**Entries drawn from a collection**
>>>>

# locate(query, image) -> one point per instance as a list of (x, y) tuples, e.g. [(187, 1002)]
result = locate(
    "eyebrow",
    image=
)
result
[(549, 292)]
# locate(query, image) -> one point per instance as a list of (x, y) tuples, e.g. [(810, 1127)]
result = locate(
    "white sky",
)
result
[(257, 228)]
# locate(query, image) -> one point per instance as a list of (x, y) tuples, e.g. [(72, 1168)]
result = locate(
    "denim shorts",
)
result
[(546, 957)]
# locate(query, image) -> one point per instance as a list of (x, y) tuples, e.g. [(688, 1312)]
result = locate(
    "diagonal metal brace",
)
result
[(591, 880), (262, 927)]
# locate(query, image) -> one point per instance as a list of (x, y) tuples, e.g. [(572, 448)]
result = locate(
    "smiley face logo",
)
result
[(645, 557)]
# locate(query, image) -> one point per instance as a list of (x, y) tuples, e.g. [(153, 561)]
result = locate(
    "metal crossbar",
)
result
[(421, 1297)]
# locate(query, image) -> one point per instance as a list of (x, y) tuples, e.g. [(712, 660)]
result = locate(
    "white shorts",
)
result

<<<<

**Given problem**
Reproduce every one of the records above word for word, without changing or leaving out any line.

**Full output**
# locate(query, image) -> one point per instance as a list of (x, y) tuples, e.g. [(187, 1002)]
result = locate(
    "eyebrow",
    image=
)
result
[(549, 292)]
# locate(query, image) -> one point per instance as a list of (x, y) tuples, e.g. [(810, 1127)]
result = locate(
    "white sky",
)
result
[(257, 228)]
# locate(query, image) -> one point per instance as a list of (x, y) tuples, e.g. [(72, 1168)]
result = locate(
    "denim shorts",
)
result
[(546, 957)]
# locate(query, image) -> one point per instance as a list of (x, y) tuples, e.g. [(688, 1312)]
result = locate(
    "diagonal metal brace",
)
result
[(591, 880), (262, 927)]
# locate(query, image) -> one point per instance as a list of (x, y) tuples, e.g. [(572, 448)]
result = locate(
    "smiley face logo",
)
result
[(645, 557)]
# locate(query, image) -> one point per instance as a list of (x, y) tuples, e.g. [(153, 561)]
result = locate(
    "metal crossbar",
)
result
[(421, 1297)]
# locate(query, image) -> one point per instance as a list of (x, y) tuples, e.g. [(712, 660)]
result = locate(
    "white shorts",
)
result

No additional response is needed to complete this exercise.